--- BEGIN RECORDS TO PROCESS ---

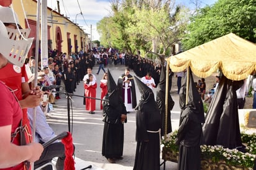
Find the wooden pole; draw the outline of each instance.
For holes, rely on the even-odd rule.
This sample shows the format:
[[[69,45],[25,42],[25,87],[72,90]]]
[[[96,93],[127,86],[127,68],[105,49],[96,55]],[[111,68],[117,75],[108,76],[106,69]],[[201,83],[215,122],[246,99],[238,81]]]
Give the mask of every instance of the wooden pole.
[[[167,138],[167,118],[168,118],[168,96],[169,92],[169,62],[167,60],[167,71],[165,81],[165,139]]]

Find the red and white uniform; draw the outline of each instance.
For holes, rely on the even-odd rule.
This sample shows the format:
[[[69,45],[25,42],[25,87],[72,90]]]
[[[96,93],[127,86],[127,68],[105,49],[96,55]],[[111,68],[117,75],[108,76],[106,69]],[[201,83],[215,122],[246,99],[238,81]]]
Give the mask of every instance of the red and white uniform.
[[[86,97],[96,97],[97,83],[95,81],[90,81],[89,84],[85,83],[85,95]],[[86,98],[85,99],[85,110],[89,111],[94,111],[96,109],[95,99]]]
[[[15,99],[14,95],[12,94],[2,82],[0,82],[0,103],[1,104],[0,107],[0,127],[11,125],[11,133],[13,133],[15,130],[21,125],[22,110],[19,102]],[[20,145],[19,138],[19,136],[15,138],[13,143]],[[22,163],[13,168],[1,169],[24,169],[23,166],[24,164]]]
[[[0,81],[11,88],[14,92],[19,101],[22,99],[22,83],[28,81],[28,78],[25,71],[25,66],[19,67],[11,63],[0,69]],[[27,125],[29,133],[32,134],[29,125],[29,120],[27,117],[27,109],[22,109],[22,126]],[[28,142],[32,141],[32,138],[27,139]]]

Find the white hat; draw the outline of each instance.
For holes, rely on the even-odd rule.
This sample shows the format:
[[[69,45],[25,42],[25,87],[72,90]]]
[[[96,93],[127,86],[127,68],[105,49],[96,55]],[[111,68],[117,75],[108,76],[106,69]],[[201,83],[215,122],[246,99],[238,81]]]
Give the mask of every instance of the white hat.
[[[19,20],[16,13],[12,12],[12,9],[9,7],[0,6],[0,20],[4,23],[19,24]]]
[[[6,27],[0,20],[0,53],[14,65],[23,66],[33,40],[34,38],[10,39]]]
[[[17,29],[7,27],[9,38],[12,40],[22,40],[27,38],[30,32],[30,29],[22,29],[20,25],[19,18],[13,9],[9,7],[0,6],[0,20],[4,24],[17,24]],[[22,36],[21,36],[22,35]]]

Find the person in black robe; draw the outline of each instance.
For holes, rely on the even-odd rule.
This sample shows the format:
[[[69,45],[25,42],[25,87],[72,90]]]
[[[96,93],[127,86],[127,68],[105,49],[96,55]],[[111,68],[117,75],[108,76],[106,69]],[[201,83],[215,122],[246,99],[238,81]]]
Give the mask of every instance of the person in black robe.
[[[185,82],[186,83],[186,82]],[[199,170],[201,167],[202,123],[204,122],[203,101],[190,71],[188,104],[181,113],[176,144],[179,147],[178,169]]]
[[[162,66],[160,73],[160,83],[157,86],[157,103],[161,114],[161,135],[163,136],[165,132],[165,86],[166,86],[166,77],[165,70],[163,66]],[[171,110],[174,106],[174,101],[170,94],[170,89],[171,86],[171,76],[169,76],[168,91],[168,105],[167,105],[167,134],[171,132]]]
[[[64,73],[64,83],[66,91],[68,93],[73,93],[74,91],[75,79],[74,73],[70,68],[68,68],[66,72]]]
[[[126,78],[127,77],[127,78]],[[137,99],[136,99],[136,92],[135,92],[135,84],[134,84],[134,77],[130,74],[130,69],[127,68],[126,68],[126,71],[124,74],[122,74],[117,80],[117,86],[118,88],[119,89],[120,91],[120,94],[121,96],[122,97],[122,101],[124,102],[124,91],[125,89],[123,88],[123,82],[125,81],[125,79],[129,79],[131,83],[132,83],[132,86],[130,87],[130,91],[131,91],[131,96],[132,96],[132,109],[135,108],[137,105]],[[128,110],[128,109],[127,109]]]
[[[152,90],[135,77],[142,95],[136,107],[137,148],[134,170],[160,169],[161,115]]]
[[[122,159],[124,148],[124,123],[127,122],[126,107],[119,90],[107,70],[107,94],[103,98],[103,140],[102,154],[111,163]]]
[[[222,76],[203,127],[205,145],[244,150],[235,92],[243,83],[242,80],[232,81]]]

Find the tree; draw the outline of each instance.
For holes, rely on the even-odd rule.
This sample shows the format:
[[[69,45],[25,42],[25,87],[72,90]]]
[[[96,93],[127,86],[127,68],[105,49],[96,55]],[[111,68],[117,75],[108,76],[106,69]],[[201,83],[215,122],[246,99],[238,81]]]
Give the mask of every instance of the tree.
[[[169,55],[171,45],[185,34],[189,14],[185,7],[175,7],[173,2],[112,1],[111,16],[97,27],[103,36],[101,44],[132,53],[142,50],[158,56]]]
[[[219,0],[191,18],[182,44],[192,48],[232,32],[256,42],[256,1]]]

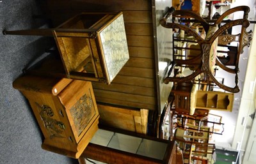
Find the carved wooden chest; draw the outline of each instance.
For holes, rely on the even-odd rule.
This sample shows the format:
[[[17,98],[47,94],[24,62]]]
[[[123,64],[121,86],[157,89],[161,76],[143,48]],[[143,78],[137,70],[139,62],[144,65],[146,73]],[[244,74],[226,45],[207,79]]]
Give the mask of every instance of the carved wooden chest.
[[[78,158],[98,129],[91,82],[24,76],[13,86],[29,101],[45,137],[42,148]]]

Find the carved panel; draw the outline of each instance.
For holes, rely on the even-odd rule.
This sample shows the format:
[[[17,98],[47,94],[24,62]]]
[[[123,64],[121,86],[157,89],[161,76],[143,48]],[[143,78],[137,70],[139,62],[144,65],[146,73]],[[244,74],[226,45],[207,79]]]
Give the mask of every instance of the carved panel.
[[[78,136],[83,132],[95,114],[94,108],[92,108],[93,106],[92,98],[84,94],[70,110]]]
[[[53,110],[48,105],[40,105],[37,103],[36,104],[40,110],[40,116],[50,136],[50,138],[52,137],[65,137],[64,134],[65,124],[52,117],[54,116]]]

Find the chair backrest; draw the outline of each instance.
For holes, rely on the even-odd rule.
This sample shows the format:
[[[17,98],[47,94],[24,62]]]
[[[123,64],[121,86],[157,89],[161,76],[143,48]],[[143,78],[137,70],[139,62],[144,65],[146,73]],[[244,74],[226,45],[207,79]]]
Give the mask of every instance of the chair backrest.
[[[244,14],[242,19],[224,21],[224,19],[230,14],[237,11],[243,11]],[[240,54],[243,52],[243,48],[245,46],[250,46],[252,40],[252,32],[246,32],[246,29],[250,25],[250,22],[247,20],[250,8],[246,6],[237,6],[230,9],[223,13],[217,20],[207,22],[198,15],[188,10],[175,10],[174,8],[170,8],[168,12],[161,20],[160,23],[164,27],[172,28],[176,29],[176,31],[184,31],[184,36],[192,36],[194,41],[198,44],[200,52],[193,53],[195,55],[191,58],[188,57],[187,55],[183,55],[184,57],[177,59],[173,57],[173,63],[176,66],[193,67],[194,69],[191,74],[182,77],[167,77],[164,79],[164,82],[168,83],[170,81],[184,82],[192,80],[198,75],[203,73],[205,76],[209,77],[211,81],[212,81],[220,88],[231,93],[237,93],[240,91],[238,86],[238,72],[239,72],[239,60]],[[172,15],[172,21],[168,21],[169,18]],[[177,19],[179,19],[178,22],[175,22]],[[203,38],[198,34],[197,31],[195,31],[189,26],[191,22],[199,22],[203,27],[207,33],[205,38]],[[224,24],[223,24],[224,23]],[[232,27],[241,26],[241,33],[237,35],[227,34],[225,31]],[[178,29],[178,30],[177,30]],[[183,35],[183,34],[182,34]],[[179,41],[184,43],[187,41],[186,38],[179,38]],[[218,40],[220,40],[218,41]],[[175,40],[174,40],[175,41]],[[221,61],[218,58],[217,48],[218,45],[227,46],[232,41],[238,43],[237,50],[234,51],[236,57],[234,57],[234,68],[230,68],[222,63]],[[174,48],[177,48],[173,47]],[[190,47],[189,47],[190,48]],[[189,49],[188,47],[179,48],[180,50]],[[195,48],[190,48],[191,52]],[[191,54],[189,54],[191,55]],[[219,66],[225,71],[235,74],[234,87],[230,87],[220,82],[215,77],[214,73],[214,67],[215,64]],[[195,65],[197,65],[195,66]]]

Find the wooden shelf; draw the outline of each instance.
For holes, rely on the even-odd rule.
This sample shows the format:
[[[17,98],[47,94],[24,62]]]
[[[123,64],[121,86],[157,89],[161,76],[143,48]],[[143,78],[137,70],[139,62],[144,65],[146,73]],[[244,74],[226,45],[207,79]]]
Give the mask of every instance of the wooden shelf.
[[[231,112],[234,93],[198,91],[196,108]]]

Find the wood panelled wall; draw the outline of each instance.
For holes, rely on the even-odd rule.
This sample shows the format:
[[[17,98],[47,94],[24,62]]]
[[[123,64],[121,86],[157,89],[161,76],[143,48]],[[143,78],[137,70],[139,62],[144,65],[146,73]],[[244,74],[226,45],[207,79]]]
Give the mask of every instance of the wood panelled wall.
[[[46,13],[58,25],[82,11],[124,14],[130,59],[111,85],[93,82],[96,100],[157,110],[151,1],[49,0]]]

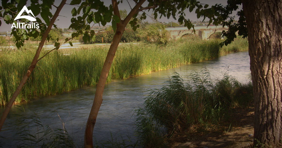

--- END RECORDS TO PROCESS ---

WHAT YOU NEED TO DO:
Copy out the lines between the one containing "Find the red" and the one containing "Give the mask of every instance of the red", inclusive, exactly as they appear above.

RESULT:
Find the red and white uniform; draw the outline of each instance.
For holes, rely on the even-odd rule.
This sample shows the format:
[[[69,45],[25,42],[25,87],[72,90]]]
[[[96,93],[127,86],[127,68],[105,49],[96,55]],[[111,68],[117,75],[108,76],[106,69]],[[201,83],[215,122],[246,99],[238,81]]]
Give the mask of every instance of the red and white uniform.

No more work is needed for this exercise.